§ Blocco di testo
LA MORTE VIENE DALLO SPAZIO, Sky Over Giza

LA MORTE VIENE DALLO SPAZIO, Sky Over Giza

Il black metal spaziale (c’è anche chi lo chiama “cosmic” o “sci-fi”) sta diventando un piccolo trend grazie a varie formazioni sparse per il mondo. Scordatevi le melodie degli Arcturus o dei Samael, perché abbiamo a che fare con qualcosa di davvero marziale, alienante, oscuro, oppressivo e spesso con un muro di suono senza precedenti. Sono pochi i gruppi a essere imprescindibili, perché questo sotto-genere punta tantissimo sulla resa sonora, sulla ricerca dell’atmosfera, su effetti ben mirati, e dunque i soliti quattro riff scarni non bastano: i Darkspace ne sono i maestri indiscussi, gli australiani Mydnight Odyssey, usciti per I, Voidhanger, i pionieri (sono stati i primi a unire black metal e atmosfere à la Tangerine Dream); sempre alternando Australia e Italia, ci sono Mesarthim e Progenie Terrestre Pura, pubblicati da Avantgarde, che già aveva scoperto i Darkspace. Restano ancora i greci Spectral Lore, che si sono mossi con un certo anticipo in questa direzione. Nonostante tutte queste band appartengano a uno stesso mondo, anche un orecchio non allenato saprebbe cogliere le differenze tra di esse.

§ Azioni richieste
1. Quale band è indicata come maestra indiscussa nel testo sul black metal spaziale?
2. Per favore, prosegui il testo sul black metal spaziale scrivendo il seguito della sua ultima frase.
I record non hanno alcun legame con il testo sul black metal spaziale.

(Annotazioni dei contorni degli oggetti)
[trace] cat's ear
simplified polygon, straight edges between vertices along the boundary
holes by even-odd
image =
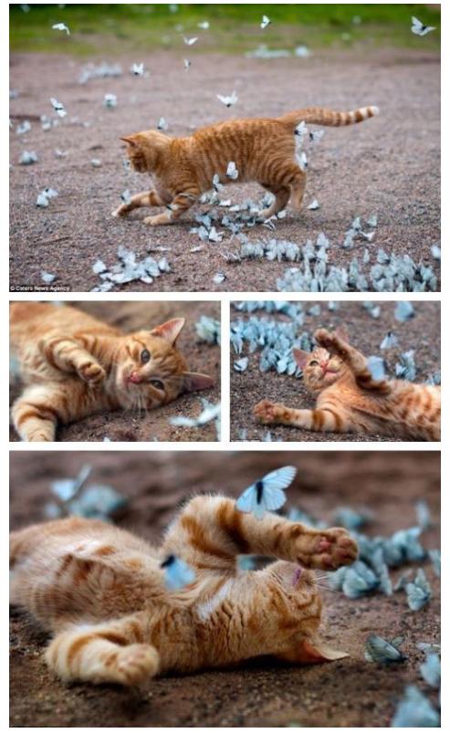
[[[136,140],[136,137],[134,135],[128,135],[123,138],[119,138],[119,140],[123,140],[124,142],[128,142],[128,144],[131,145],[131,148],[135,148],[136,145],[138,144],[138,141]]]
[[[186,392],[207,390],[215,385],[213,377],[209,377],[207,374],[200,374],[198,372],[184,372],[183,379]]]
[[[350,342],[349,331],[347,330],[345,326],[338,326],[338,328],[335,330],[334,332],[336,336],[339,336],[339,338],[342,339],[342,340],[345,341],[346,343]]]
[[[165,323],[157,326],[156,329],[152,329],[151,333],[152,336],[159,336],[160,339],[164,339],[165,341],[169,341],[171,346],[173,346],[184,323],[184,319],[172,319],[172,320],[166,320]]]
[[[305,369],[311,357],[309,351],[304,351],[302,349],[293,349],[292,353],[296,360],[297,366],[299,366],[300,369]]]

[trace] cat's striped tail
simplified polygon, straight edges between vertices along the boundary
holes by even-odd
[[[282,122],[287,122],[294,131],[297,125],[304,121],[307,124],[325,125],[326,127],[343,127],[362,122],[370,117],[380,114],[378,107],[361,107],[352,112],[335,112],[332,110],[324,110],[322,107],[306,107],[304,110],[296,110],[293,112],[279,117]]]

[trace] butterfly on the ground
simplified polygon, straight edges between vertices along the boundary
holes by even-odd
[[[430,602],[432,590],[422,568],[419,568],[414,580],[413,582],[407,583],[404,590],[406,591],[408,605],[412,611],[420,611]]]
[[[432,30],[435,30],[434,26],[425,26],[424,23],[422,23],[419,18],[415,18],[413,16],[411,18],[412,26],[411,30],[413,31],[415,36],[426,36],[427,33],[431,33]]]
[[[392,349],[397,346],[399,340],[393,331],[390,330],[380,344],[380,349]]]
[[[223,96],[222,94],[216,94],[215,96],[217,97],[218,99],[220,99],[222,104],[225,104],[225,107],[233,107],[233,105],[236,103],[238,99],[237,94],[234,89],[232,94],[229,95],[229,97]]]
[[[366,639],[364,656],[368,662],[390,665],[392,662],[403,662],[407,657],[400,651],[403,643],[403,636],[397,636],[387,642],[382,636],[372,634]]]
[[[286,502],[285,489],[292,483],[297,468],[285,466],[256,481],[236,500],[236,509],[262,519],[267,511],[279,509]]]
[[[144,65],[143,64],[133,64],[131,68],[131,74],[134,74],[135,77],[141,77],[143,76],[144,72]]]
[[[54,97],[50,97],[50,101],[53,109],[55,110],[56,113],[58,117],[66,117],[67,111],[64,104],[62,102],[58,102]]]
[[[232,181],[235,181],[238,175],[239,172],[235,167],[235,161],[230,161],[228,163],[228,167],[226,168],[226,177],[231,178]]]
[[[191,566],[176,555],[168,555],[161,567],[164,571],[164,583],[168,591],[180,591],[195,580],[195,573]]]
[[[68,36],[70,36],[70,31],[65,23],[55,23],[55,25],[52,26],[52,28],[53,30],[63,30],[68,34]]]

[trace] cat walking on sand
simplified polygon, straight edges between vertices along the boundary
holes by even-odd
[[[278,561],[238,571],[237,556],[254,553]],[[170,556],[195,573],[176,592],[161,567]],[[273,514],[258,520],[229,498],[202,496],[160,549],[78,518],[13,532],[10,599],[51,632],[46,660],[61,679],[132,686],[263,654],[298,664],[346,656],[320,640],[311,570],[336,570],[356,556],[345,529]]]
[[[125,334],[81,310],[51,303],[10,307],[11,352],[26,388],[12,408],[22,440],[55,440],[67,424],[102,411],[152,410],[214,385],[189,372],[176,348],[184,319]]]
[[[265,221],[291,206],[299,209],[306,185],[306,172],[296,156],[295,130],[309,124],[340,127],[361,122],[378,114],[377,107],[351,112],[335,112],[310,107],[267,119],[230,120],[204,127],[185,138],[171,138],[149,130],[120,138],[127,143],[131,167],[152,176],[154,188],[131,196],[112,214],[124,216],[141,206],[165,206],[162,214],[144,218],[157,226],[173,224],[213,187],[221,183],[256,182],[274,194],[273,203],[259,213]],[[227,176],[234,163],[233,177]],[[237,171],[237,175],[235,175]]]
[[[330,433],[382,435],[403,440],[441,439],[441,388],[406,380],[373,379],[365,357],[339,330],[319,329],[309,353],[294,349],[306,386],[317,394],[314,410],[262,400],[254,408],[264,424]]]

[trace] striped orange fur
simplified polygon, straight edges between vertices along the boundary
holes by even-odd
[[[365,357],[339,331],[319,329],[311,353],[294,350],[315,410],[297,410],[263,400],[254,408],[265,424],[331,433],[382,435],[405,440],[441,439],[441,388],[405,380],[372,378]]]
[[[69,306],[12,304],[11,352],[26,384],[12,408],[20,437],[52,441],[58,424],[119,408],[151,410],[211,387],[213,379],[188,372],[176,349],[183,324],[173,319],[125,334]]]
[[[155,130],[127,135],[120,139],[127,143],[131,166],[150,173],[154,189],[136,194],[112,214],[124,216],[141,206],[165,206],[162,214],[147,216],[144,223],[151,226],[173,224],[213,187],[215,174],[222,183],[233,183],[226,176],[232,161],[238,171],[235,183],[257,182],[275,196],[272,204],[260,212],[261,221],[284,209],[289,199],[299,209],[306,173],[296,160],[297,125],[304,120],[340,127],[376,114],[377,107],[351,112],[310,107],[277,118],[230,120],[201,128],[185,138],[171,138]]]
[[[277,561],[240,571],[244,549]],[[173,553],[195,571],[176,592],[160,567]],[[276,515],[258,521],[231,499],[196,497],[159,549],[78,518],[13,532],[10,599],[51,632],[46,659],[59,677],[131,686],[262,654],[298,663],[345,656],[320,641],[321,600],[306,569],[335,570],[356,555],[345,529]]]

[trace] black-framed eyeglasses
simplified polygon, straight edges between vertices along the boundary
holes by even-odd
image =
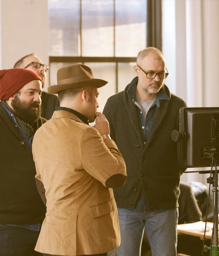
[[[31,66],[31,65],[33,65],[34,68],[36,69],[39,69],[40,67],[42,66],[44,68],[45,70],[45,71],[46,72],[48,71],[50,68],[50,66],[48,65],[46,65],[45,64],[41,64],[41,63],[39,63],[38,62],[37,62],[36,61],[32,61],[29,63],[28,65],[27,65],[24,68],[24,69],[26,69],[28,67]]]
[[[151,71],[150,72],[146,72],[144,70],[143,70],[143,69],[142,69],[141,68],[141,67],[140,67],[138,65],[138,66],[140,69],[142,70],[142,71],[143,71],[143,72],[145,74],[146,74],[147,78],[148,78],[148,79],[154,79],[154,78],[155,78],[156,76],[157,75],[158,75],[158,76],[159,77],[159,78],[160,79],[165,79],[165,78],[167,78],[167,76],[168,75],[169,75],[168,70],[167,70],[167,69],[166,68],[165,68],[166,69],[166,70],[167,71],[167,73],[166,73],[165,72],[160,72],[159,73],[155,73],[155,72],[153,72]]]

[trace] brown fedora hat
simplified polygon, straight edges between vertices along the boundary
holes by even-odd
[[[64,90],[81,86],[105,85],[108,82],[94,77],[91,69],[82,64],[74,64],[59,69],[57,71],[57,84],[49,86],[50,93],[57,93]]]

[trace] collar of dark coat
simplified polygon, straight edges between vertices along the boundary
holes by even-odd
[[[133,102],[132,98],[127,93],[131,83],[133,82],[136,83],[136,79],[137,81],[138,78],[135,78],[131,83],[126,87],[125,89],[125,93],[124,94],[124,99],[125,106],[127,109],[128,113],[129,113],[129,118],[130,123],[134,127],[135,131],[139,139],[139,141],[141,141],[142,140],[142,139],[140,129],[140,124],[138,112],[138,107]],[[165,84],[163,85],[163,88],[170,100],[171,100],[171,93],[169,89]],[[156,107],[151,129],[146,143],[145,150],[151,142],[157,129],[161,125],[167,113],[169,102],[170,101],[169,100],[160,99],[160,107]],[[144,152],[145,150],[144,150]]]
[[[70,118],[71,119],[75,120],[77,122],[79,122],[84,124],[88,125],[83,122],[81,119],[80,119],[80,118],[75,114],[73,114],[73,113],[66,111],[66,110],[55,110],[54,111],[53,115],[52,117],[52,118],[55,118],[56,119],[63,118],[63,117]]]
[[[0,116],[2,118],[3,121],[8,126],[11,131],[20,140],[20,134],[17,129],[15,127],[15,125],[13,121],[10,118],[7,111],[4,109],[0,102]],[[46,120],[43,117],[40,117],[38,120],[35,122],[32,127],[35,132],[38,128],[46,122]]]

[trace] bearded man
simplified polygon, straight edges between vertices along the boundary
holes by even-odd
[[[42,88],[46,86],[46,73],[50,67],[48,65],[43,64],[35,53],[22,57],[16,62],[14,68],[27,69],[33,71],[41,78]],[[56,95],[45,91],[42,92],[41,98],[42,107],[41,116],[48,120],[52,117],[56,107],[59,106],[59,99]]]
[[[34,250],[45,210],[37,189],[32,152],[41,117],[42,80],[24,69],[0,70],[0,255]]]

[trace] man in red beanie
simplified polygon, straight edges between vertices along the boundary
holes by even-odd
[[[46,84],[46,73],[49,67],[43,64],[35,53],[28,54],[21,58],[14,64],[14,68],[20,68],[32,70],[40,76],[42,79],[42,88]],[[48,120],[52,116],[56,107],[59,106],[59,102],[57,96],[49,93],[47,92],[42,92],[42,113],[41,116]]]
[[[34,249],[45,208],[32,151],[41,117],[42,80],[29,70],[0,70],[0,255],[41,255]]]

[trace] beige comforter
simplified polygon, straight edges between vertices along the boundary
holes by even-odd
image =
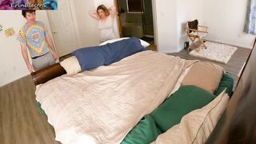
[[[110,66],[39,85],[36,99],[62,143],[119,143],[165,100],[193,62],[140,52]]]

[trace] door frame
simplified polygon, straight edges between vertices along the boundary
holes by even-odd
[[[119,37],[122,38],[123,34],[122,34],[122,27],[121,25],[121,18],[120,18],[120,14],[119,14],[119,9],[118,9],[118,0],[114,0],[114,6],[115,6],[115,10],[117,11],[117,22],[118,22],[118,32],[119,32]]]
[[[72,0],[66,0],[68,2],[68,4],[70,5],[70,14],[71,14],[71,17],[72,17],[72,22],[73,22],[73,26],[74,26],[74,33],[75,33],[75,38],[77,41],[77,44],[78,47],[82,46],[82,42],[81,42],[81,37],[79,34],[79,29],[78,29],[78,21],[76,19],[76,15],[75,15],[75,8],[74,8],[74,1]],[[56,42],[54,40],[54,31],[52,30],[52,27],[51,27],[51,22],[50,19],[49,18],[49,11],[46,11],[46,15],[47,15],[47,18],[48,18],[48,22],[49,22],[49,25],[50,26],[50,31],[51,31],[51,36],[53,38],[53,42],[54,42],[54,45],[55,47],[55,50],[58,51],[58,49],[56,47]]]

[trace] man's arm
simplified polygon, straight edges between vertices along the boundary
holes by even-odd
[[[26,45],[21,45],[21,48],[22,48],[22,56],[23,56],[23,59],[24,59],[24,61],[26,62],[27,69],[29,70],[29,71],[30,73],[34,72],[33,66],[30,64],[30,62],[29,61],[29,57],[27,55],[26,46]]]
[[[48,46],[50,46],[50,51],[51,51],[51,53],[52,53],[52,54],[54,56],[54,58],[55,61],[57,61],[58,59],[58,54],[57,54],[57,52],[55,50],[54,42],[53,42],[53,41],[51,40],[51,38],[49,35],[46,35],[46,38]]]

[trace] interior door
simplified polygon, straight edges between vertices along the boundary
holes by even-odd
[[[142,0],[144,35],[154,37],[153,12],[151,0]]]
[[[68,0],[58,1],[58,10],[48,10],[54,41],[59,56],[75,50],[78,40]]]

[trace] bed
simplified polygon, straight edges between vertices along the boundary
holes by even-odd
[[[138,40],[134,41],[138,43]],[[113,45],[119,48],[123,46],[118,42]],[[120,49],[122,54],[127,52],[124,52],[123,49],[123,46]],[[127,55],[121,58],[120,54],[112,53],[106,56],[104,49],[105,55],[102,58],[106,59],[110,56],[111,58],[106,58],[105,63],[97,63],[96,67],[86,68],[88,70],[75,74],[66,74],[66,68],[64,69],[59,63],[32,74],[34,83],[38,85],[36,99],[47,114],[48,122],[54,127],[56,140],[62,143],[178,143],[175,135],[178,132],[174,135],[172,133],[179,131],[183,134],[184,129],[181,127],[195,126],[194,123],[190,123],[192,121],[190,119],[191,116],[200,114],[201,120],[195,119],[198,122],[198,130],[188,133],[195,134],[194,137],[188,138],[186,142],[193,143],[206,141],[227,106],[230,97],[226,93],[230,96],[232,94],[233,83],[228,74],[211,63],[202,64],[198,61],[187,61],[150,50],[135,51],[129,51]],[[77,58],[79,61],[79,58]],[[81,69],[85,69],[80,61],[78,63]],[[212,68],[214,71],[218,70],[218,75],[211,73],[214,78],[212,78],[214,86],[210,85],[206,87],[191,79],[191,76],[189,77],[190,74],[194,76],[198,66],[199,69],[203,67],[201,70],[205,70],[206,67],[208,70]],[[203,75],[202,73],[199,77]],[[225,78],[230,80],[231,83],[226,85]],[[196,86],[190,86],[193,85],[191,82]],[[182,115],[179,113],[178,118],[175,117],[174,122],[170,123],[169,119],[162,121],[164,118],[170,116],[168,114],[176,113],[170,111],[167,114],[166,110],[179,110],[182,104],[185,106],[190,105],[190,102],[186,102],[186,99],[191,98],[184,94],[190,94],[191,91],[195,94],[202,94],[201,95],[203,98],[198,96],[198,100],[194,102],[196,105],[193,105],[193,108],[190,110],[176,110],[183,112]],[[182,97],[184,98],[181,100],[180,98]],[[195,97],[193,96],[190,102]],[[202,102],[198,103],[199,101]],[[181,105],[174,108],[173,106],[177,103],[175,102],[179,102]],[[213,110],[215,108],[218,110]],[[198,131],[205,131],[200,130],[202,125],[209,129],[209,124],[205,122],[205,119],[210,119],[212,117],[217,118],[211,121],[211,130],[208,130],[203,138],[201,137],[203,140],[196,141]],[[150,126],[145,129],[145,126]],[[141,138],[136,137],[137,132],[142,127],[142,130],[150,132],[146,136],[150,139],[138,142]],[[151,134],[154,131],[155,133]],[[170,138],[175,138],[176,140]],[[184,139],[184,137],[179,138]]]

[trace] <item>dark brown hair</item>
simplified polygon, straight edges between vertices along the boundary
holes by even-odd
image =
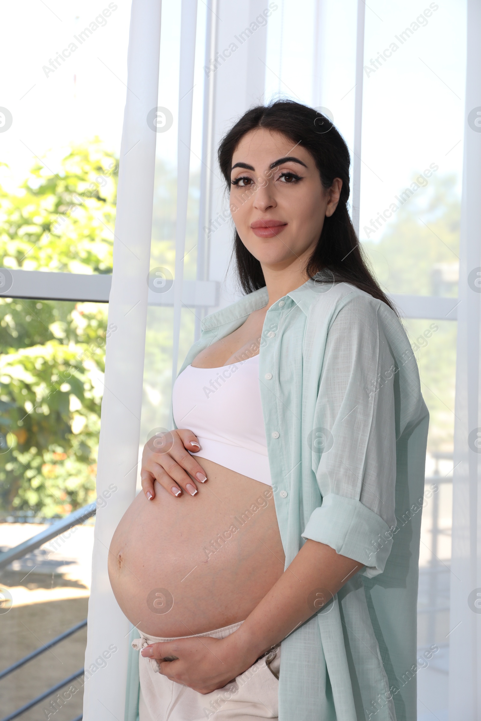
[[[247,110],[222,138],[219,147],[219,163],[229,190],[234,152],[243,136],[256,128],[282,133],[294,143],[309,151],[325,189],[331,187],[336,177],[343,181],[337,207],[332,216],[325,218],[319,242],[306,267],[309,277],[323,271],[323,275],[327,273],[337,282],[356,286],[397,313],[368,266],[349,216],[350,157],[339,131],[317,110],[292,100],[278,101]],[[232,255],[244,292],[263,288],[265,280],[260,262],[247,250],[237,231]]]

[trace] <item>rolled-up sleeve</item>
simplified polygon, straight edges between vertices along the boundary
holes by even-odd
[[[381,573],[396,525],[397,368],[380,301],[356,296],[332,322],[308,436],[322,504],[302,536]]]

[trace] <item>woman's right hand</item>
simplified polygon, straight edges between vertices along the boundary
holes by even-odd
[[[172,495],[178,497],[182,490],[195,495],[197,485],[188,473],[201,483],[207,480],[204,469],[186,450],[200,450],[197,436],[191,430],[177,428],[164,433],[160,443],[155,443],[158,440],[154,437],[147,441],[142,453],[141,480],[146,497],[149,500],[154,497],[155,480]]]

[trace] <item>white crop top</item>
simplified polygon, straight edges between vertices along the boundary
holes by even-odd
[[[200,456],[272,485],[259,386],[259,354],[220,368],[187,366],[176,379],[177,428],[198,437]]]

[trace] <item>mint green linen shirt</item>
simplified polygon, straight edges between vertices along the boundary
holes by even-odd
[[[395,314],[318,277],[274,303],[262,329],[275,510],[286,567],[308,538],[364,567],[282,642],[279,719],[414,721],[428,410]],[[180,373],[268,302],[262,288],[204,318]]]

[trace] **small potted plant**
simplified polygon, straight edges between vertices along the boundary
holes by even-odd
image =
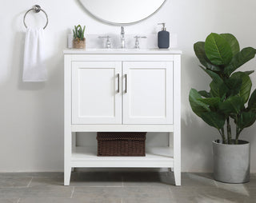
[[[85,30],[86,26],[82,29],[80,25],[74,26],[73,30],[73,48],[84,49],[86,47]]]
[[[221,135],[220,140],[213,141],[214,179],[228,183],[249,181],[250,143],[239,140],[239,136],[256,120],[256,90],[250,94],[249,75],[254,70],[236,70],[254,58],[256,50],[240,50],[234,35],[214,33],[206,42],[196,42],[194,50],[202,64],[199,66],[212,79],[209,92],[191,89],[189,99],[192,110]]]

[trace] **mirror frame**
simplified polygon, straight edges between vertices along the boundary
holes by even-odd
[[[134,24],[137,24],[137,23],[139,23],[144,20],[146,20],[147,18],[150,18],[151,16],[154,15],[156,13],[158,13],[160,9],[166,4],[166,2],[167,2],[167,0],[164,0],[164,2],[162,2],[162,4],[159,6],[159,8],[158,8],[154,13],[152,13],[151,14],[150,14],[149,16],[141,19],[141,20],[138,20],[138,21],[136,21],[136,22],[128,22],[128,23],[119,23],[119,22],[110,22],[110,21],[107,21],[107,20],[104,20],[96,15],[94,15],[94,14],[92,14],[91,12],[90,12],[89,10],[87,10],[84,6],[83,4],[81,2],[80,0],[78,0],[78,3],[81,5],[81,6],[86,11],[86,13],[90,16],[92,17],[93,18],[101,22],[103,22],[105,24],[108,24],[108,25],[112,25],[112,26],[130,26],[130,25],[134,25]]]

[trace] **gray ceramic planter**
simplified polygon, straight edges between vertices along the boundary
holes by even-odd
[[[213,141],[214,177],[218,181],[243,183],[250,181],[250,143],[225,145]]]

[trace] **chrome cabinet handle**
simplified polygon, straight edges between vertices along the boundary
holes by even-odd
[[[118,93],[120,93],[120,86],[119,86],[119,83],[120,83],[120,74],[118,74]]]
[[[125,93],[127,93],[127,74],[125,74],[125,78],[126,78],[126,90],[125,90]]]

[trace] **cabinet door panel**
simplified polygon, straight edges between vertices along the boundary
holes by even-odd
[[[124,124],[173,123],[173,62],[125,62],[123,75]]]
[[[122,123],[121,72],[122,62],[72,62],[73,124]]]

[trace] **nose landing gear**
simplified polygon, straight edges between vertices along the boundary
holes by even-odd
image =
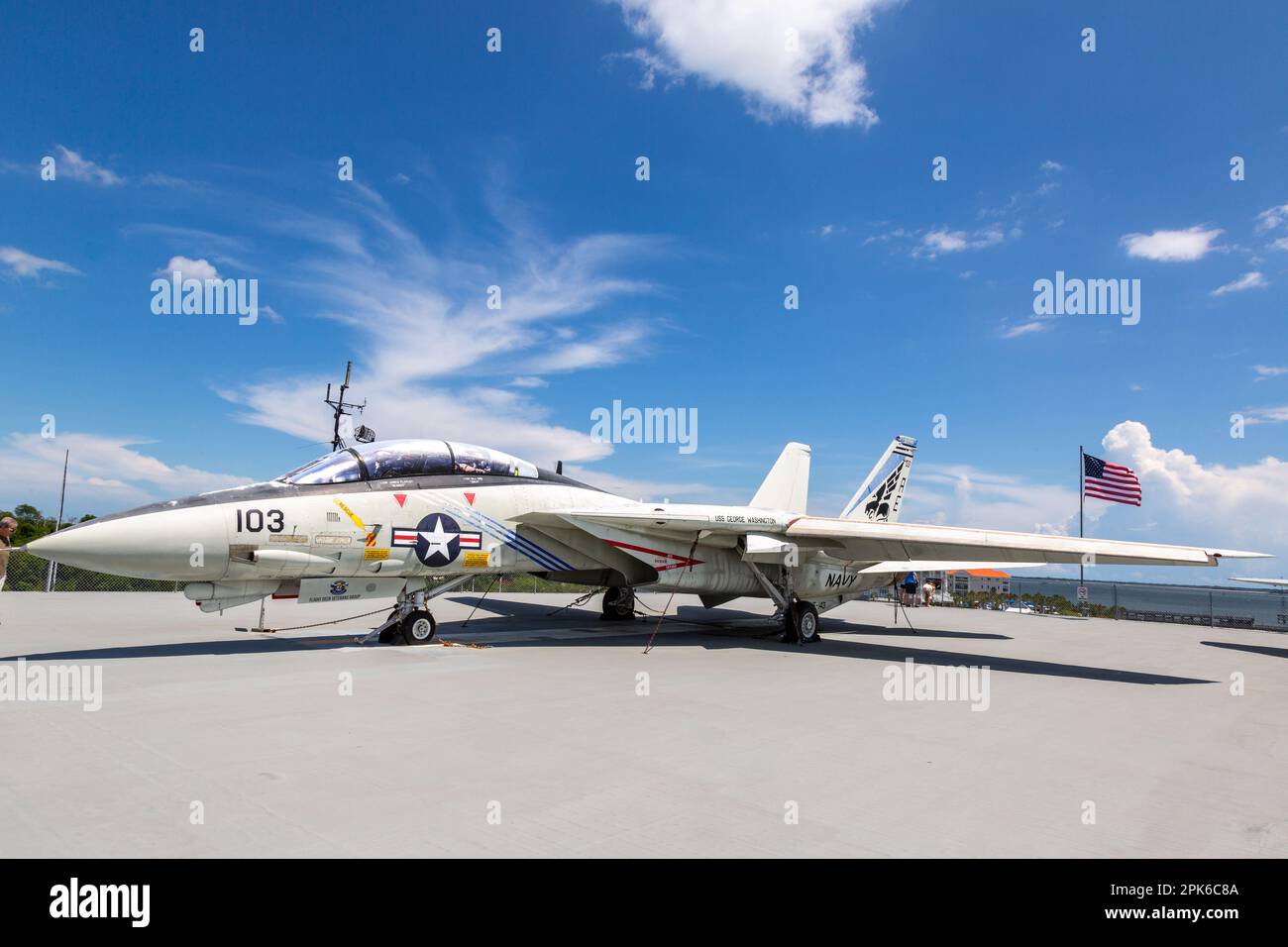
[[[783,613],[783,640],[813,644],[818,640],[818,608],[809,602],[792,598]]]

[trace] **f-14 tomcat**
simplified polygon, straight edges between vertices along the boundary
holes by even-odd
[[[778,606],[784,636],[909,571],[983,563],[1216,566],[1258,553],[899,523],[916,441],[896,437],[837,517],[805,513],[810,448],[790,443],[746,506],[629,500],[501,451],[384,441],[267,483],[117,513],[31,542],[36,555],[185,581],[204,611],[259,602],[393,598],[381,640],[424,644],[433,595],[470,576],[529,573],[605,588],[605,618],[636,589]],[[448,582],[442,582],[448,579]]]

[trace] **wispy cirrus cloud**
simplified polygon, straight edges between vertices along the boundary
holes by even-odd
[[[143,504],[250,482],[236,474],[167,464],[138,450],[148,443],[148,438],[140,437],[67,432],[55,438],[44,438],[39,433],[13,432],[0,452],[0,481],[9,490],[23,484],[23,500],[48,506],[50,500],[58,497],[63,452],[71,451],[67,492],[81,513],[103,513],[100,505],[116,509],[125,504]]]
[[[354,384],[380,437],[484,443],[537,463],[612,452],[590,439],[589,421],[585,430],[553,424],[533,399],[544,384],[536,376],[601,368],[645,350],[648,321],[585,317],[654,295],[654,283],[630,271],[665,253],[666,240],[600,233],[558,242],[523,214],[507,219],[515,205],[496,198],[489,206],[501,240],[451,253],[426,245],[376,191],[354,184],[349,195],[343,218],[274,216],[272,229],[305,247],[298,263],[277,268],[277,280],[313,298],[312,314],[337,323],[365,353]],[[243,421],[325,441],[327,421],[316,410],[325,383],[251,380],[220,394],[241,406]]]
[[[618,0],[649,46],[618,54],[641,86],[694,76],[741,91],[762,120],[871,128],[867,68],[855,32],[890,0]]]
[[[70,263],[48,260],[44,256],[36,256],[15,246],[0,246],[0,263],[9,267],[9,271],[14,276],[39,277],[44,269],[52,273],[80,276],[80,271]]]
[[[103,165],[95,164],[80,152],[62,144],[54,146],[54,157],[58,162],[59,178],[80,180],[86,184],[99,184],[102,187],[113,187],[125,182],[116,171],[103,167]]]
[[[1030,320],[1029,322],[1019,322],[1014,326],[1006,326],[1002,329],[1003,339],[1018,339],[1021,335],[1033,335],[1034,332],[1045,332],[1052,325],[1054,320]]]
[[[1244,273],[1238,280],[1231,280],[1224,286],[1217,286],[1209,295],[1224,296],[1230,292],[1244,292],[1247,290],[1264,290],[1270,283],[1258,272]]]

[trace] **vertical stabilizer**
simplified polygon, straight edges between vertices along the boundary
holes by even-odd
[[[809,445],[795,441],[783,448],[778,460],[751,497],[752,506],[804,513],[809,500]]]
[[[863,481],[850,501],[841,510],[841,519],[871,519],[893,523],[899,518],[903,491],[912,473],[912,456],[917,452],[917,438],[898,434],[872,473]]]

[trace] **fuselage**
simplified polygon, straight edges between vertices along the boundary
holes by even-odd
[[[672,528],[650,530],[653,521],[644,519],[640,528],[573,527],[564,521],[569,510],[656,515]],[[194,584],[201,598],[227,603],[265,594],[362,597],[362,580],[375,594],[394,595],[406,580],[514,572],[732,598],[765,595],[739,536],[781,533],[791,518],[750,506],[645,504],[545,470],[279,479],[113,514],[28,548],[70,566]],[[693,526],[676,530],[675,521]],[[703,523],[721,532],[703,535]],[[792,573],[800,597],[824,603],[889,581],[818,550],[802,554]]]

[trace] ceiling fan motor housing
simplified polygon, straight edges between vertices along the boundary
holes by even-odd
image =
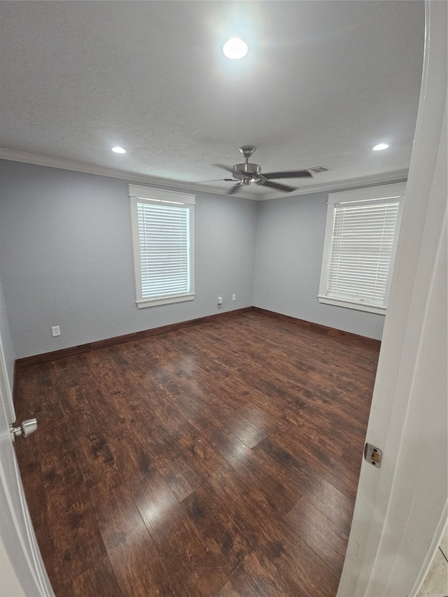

§ Risposte per attività
1. I Darkspace.

2.
Complice il fatto che il loro album stava per uscire per Debemur Morti, questi sono stati i miei ragionamenti quando – grazie all’algoritmo di Facebook – sono finito sui La Morte Viene Dallo Spazio. Dopo averli presi in giro fra me e me per la scelta ridondante e opinabile del nome, tipico o delle formazioni progressive-rock italiane o di quelle che vogliono riportare in auge gli anni Settanta, ho deciso di non basarmi su pregiudizi e andarmeli a sentire, così ho capito di aver toppato alla grande sia sul background black metal, sia sul moniker. Segnatevi pure le band che ho elencato poco fa, se non lo conoscete, ma scordatevi di trovare metal da queste parti, tantomeno black (d’altro canto, però, mi pare difficile che questo duo non abbia mai ascoltato quei gruppi).

Ancora nomi di dubbio gusto per i due fondatori, Morte (flauto) e Spazio (chitarra). A loro si sono aggiunte due ragazze (anonime), ad arricchire la formazione con un basso e un moog, fondamentali per approcciare un live. Sky Over Giza, per atmosfere e suoni, richiama gli score dei b-movie anni Settanta e la sigla di “Twilight Zone”: togliete però qualsiasi rimando alla disco-music spaziale o al funk, generi che decenni fa la facevano da padrone in certe pellicole, e dimenticate perfino le ultime incursioni retro-wave e synth-pop.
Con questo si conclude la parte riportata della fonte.